On days when we said, “No visitors today,” the children would perch on our front steps as if to wait us out.

Our house, like most in the village, was built on 4-foot-high stilts. The entire underneath of our house was wide open. It’s where I put Nali’s doghouse to keep it out of the weather. There was miscellaneous junk stored under there from previous tenants, even a snow machine. But, to the village kids, it was a playland. Often, they could be heard banging around under there. Eventually, I would have to tell them to leave. They didn’t understand the concept of ownership – that this house was my property and they needed to stay away unless invited. That is not the Yupik way, but it was the only way that I knew.

As local children and adults meandered around my house on a daily basis, trash was dropped everywhere. Soda pop cans. Candy wrappers. Whiskey bottles. Chip bags. You name it – it was in my yard. Sarah and I would spend an hour picking up trash only to have more trash reappear the next day. Truth be told – we did not have a yard. Our property was community property, period. That included our front steps.

Stored dataset entries:

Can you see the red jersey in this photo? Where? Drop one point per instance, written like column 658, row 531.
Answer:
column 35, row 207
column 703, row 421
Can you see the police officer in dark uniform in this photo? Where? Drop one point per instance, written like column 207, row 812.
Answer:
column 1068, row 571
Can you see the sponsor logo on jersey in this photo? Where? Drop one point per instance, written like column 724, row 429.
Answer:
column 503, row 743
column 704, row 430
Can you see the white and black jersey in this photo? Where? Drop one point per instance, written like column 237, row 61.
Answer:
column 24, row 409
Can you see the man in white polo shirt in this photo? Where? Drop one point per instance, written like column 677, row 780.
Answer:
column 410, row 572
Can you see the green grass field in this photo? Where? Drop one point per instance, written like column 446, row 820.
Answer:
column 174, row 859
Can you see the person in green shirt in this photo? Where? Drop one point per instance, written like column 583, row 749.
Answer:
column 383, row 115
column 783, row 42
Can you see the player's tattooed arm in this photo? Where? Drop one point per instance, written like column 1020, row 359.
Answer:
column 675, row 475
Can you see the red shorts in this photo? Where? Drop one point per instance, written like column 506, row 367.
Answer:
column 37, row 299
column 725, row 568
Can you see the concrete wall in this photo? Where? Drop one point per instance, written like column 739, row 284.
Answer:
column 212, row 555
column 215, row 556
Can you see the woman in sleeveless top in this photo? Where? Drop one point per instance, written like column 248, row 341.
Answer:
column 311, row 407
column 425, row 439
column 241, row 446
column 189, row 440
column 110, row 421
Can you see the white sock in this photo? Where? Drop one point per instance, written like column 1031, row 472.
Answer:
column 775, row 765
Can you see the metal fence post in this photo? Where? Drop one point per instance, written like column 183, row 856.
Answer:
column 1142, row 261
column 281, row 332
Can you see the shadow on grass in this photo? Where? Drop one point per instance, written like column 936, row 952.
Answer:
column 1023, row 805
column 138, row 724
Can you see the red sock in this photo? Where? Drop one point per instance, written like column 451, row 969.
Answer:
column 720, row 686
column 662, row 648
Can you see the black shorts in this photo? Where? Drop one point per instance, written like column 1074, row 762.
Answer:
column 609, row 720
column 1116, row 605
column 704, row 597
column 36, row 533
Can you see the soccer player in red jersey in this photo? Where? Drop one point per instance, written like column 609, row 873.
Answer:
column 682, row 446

Task objective: In the passage about the house in the village, how high were the stilts that the house stood on? The stored material plays no part in this work.

Written answer: 4 feet high.